Data entries:
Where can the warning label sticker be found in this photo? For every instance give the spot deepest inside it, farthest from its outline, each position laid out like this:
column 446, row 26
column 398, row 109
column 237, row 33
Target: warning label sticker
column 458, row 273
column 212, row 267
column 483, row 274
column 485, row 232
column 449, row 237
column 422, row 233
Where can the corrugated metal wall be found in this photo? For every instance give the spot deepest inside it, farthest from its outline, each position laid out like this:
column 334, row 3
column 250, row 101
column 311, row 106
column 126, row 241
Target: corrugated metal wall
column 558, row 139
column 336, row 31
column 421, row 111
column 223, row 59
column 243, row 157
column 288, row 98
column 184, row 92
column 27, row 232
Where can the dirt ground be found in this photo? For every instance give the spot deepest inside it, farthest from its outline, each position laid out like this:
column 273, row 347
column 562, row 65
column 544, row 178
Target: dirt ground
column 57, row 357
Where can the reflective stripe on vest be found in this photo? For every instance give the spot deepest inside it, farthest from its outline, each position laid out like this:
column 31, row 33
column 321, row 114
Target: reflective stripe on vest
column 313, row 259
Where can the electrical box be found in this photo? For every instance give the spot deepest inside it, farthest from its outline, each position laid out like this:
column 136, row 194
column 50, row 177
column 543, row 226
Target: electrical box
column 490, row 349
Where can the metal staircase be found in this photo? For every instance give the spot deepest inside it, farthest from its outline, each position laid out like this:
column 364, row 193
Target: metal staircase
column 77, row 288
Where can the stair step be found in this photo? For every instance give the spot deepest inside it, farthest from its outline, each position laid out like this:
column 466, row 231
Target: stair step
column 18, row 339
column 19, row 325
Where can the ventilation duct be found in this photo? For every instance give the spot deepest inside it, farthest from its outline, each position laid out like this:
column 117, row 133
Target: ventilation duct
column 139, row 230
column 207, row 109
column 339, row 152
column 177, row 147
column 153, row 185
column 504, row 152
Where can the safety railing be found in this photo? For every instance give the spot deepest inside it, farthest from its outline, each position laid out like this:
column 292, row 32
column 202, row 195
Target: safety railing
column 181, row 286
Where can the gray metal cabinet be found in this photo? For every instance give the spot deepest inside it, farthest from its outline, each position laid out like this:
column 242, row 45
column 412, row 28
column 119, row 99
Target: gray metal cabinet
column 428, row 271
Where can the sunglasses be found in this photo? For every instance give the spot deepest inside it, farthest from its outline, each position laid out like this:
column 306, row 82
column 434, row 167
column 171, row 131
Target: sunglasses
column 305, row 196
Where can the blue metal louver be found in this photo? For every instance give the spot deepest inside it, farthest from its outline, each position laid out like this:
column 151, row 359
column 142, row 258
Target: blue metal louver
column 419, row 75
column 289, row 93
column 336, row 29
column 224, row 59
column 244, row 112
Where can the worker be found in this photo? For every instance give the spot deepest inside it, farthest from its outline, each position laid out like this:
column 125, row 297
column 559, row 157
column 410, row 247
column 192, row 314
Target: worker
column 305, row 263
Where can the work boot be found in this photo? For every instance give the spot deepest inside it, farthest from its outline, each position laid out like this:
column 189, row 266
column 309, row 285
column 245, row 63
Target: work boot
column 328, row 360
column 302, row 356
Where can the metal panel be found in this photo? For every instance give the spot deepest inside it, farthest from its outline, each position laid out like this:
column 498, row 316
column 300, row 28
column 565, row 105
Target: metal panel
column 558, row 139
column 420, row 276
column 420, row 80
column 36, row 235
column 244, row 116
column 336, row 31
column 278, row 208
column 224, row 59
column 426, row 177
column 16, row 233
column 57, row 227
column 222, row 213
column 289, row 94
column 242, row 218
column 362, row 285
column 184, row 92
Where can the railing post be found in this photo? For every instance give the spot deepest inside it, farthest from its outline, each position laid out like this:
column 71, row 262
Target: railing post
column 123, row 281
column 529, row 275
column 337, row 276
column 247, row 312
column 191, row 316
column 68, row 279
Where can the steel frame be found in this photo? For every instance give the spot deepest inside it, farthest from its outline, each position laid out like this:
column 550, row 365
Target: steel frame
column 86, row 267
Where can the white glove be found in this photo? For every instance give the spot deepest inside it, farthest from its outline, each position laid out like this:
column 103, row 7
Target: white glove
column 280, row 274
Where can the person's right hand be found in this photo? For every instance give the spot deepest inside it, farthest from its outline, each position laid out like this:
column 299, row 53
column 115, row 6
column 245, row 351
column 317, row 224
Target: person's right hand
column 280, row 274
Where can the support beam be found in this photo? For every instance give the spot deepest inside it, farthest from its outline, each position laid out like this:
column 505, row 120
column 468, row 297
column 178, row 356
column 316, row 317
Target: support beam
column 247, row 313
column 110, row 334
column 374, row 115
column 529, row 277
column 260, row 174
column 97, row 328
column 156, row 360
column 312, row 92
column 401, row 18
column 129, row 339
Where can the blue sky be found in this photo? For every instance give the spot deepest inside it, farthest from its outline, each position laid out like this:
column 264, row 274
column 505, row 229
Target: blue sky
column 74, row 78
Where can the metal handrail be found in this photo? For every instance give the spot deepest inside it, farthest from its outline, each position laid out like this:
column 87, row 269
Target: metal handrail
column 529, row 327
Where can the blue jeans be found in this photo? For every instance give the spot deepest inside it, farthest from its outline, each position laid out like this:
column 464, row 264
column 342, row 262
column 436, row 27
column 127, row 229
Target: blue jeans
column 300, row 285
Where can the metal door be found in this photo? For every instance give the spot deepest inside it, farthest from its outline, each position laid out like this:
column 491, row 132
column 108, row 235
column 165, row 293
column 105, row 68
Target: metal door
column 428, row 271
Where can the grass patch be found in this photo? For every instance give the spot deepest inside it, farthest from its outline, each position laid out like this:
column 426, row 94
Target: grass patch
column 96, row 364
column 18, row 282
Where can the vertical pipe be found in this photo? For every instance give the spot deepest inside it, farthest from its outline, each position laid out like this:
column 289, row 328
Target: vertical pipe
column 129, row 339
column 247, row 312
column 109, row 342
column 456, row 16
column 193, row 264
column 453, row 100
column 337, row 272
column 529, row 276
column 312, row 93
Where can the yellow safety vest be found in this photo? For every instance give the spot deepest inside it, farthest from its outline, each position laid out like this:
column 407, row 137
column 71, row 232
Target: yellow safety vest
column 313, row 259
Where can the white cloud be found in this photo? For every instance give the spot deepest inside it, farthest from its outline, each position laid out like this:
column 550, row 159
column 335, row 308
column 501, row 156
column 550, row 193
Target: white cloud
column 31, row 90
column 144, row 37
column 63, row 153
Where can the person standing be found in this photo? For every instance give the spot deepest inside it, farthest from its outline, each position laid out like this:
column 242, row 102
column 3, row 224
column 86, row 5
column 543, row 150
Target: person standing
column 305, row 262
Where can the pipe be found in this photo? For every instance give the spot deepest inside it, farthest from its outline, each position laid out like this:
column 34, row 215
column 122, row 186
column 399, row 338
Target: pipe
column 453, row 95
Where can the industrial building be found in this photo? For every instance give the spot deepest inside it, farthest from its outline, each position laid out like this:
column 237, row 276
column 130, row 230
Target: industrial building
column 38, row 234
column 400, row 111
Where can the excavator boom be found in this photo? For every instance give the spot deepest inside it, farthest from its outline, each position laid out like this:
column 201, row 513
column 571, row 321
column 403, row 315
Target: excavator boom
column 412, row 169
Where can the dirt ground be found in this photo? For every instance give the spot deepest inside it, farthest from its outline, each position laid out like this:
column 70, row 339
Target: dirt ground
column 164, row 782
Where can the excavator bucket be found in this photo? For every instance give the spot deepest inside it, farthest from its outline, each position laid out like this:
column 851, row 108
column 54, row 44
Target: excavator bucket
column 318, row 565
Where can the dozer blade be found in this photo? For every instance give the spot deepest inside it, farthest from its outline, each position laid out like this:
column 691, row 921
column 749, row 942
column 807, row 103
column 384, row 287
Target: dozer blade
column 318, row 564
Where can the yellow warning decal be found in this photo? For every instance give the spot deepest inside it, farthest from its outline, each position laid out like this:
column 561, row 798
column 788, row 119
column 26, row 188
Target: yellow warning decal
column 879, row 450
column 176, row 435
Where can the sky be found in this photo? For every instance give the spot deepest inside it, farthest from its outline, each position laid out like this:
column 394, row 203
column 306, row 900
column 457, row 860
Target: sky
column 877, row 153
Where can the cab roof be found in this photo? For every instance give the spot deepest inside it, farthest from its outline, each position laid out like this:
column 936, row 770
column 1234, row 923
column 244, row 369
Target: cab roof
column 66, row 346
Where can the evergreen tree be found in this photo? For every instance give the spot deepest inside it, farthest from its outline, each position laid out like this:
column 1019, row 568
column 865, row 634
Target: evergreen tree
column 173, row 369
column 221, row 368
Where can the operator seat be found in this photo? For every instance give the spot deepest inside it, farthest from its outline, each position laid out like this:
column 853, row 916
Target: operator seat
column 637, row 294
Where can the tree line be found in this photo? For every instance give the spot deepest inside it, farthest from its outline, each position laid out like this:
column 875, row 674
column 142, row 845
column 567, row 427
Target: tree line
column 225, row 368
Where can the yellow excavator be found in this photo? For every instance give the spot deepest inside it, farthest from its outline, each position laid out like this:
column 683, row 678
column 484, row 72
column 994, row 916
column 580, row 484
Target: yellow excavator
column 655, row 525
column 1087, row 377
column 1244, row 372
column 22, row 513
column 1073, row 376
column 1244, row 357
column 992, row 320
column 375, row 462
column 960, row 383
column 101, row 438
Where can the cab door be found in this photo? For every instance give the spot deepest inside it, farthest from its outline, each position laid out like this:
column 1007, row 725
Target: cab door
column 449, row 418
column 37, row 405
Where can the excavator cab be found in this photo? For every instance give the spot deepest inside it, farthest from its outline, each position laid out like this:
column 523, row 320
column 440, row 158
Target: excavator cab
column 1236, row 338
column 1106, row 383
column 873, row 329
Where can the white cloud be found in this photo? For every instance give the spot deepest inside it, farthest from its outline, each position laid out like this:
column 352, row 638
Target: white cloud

# What is needed
Rewrite the data above as a numbered list, starting at the line containing "Where can the sunglasses" and ending at the line containing "column 305, row 196", both lines included and any blank lines omitted.

# The solution
1. Where can the sunglasses be found in this photo? For every instance give the spot deepest inside it, farthest from its outline, each position laid out like this:
2. column 306, row 82
3. column 434, row 167
4. column 171, row 131
5. Target: sunglasses
6. column 305, row 196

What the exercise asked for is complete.